LISTING:
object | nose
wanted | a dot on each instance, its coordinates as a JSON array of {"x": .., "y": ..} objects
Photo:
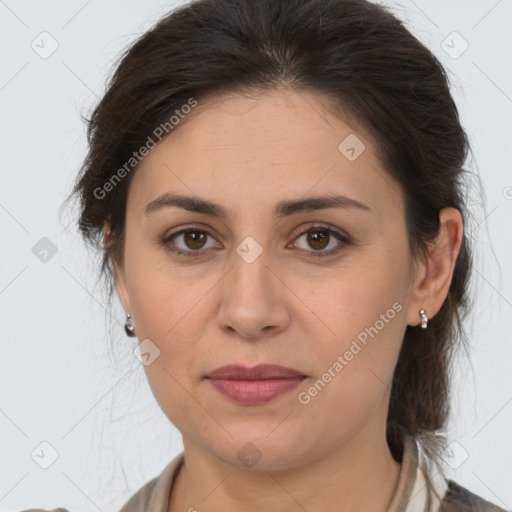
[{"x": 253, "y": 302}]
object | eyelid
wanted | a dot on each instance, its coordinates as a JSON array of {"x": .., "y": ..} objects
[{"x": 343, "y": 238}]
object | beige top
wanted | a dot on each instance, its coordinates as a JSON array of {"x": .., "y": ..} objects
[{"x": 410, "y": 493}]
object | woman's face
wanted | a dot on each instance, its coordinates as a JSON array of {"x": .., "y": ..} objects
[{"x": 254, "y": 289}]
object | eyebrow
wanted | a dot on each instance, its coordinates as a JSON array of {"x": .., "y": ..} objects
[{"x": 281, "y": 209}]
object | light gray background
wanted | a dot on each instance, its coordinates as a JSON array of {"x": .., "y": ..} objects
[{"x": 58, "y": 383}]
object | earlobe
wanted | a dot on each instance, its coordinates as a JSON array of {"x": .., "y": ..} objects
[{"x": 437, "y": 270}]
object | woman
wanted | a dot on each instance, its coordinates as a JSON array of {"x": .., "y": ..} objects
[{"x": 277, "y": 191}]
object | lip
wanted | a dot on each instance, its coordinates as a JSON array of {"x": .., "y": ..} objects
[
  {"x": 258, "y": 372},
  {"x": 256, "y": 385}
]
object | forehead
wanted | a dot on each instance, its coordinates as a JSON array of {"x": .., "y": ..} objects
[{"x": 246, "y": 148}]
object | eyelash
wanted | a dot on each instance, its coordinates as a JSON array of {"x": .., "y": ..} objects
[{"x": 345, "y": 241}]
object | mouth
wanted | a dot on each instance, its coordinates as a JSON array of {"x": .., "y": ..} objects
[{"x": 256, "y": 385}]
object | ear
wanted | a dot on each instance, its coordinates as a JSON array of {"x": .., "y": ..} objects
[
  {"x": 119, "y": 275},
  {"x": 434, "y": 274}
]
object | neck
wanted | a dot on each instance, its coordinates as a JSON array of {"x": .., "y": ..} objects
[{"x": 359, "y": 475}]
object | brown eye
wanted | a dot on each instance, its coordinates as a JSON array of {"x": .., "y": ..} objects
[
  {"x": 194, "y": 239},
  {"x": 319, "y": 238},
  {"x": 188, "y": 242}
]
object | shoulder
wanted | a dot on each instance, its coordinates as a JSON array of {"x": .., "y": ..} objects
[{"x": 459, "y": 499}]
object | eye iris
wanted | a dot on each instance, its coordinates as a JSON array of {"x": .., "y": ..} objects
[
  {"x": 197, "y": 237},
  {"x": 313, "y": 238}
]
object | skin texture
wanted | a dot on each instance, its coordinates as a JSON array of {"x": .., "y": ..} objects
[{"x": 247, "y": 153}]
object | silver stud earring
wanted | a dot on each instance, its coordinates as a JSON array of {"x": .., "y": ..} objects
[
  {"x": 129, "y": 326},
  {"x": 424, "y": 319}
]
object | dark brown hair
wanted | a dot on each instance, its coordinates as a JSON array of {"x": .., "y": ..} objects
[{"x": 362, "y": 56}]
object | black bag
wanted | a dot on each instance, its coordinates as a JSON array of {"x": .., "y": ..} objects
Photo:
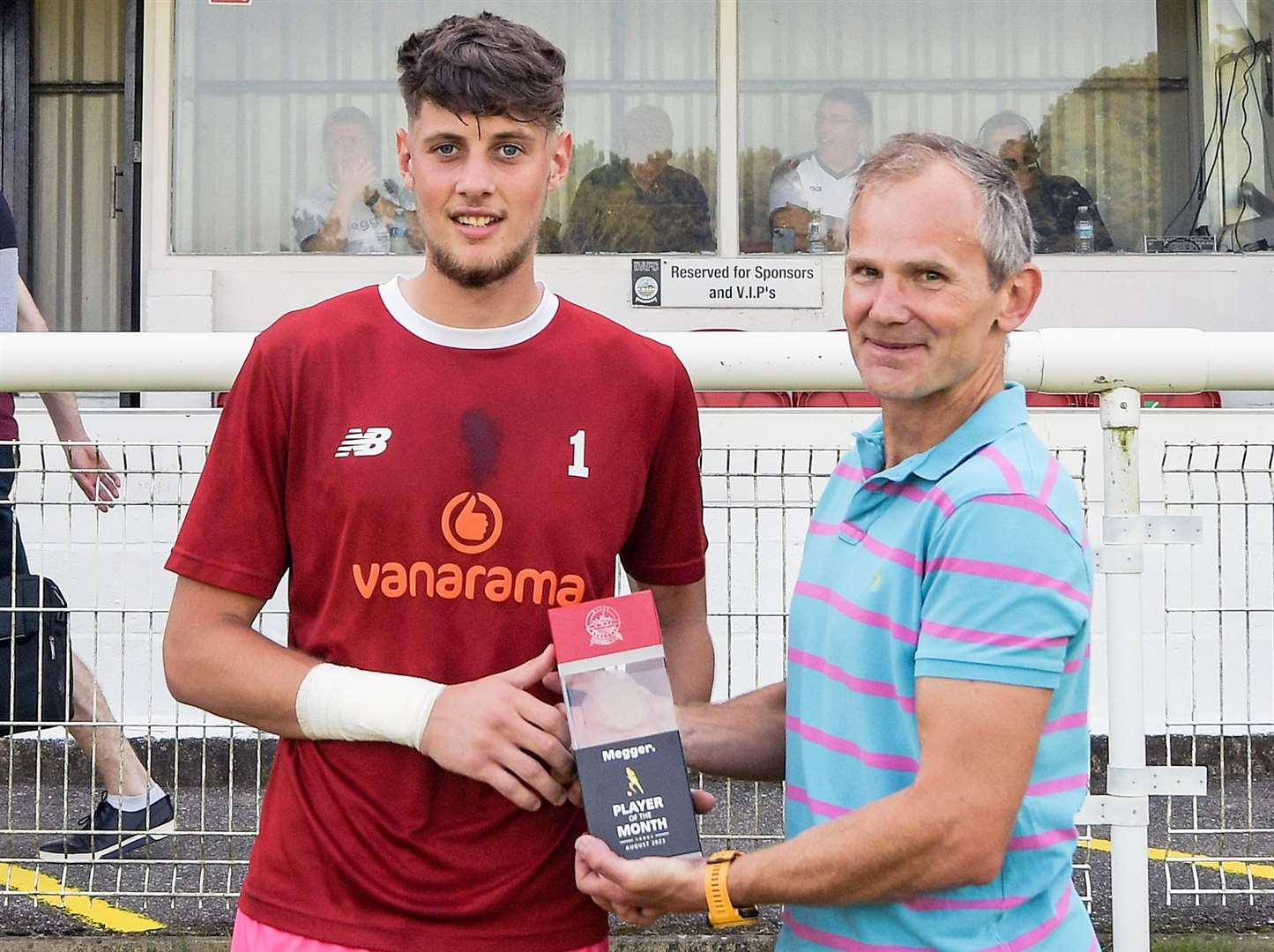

OBJECTIVE: Transcribe every one of the lines above verbatim, from the first through the last, and omit the pictures from your transcription.

WRITTEN SOLUTION:
object | nose
wanted | a dot on each instance, its coordinates as a JSON array of {"x": .., "y": ..} objects
Photo:
[{"x": 253, "y": 302}]
object | eyelid
wanted | a dot on each instance, its coordinates as a JSON array of {"x": .., "y": ..} objects
[{"x": 343, "y": 238}]
object | beige top
wanted | a dot on each instance, its coordinates as a JSON array of {"x": .., "y": ..} objects
[{"x": 410, "y": 493}]
object | woman's face
wanted | a dot on each instance, its coordinates as a JSON array of {"x": .., "y": ..} objects
[{"x": 254, "y": 289}]
object | eyebrow
wanted | a dot on each instance, its coordinates as a JSON array of {"x": .., "y": ..} objects
[{"x": 281, "y": 209}]
object | light gray background
wanted | a dot on each instance, its coordinates as a JSON array of {"x": .., "y": ..} objects
[{"x": 58, "y": 383}]
object | earlobe
wanted | a dot on each instance, its coordinates as a JSON array of {"x": .., "y": ..} objects
[{"x": 437, "y": 270}]
object | woman
wanted | a dot on each instance, its coordinates as a JSON array of {"x": .., "y": ..} objects
[{"x": 277, "y": 191}]
object | lip
wanted | a dot on each instance, its coordinates as a JSON array of {"x": .., "y": ..} objects
[
  {"x": 258, "y": 372},
  {"x": 256, "y": 385}
]
object | forehead
wanted | a dot on each instance, its coordinates as a JSON array of {"x": .., "y": ..} objects
[{"x": 246, "y": 148}]
object | eyelash
wanted | a dot on each instance, its coordinates as a JSON array of {"x": .., "y": ..} objects
[{"x": 345, "y": 241}]
object | mouth
wanted | a dot on each instance, its coordinates as a JSON array of {"x": .., "y": ..} objects
[{"x": 256, "y": 385}]
object | ear
wanted | a dot on each instance, its coordinates as a JSON array of {"x": .., "y": ..} objects
[
  {"x": 119, "y": 275},
  {"x": 434, "y": 274}
]
object | neck
wanted | a dot on each instance, its coordinates as a JSON array of {"x": .., "y": ..} objects
[{"x": 359, "y": 475}]
object | brown eye
wanted | a dot on each instance, its coordinates as a JSON array of {"x": .., "y": ..} objects
[
  {"x": 194, "y": 239},
  {"x": 319, "y": 238},
  {"x": 188, "y": 242}
]
object | shoulder
wanted | a dot on each instance, its coordinates as a JSON array of {"x": .., "y": ..} objects
[{"x": 459, "y": 499}]
object | eye iris
wanted | a dot on each instance, its coordinates as a JSON array of {"x": .., "y": ..} objects
[
  {"x": 197, "y": 237},
  {"x": 313, "y": 238}
]
object | skin texture
wanted | a dot on each instance, its coordinates as a JSON array of {"x": .., "y": ..} objects
[{"x": 247, "y": 153}]
object | silver stud earring
wanted | a dot on each instance, its coordinates as a JSON array of {"x": .., "y": ..} objects
[
  {"x": 129, "y": 326},
  {"x": 424, "y": 319}
]
object | dark brown hair
wanted | a dot on each instance, its coordinates as a JSON array of {"x": .., "y": ..} objects
[{"x": 362, "y": 56}]
object | black bag
wanted | a dot on each instance, its coordinates as a JSON array of {"x": .., "y": ..} objects
Photo:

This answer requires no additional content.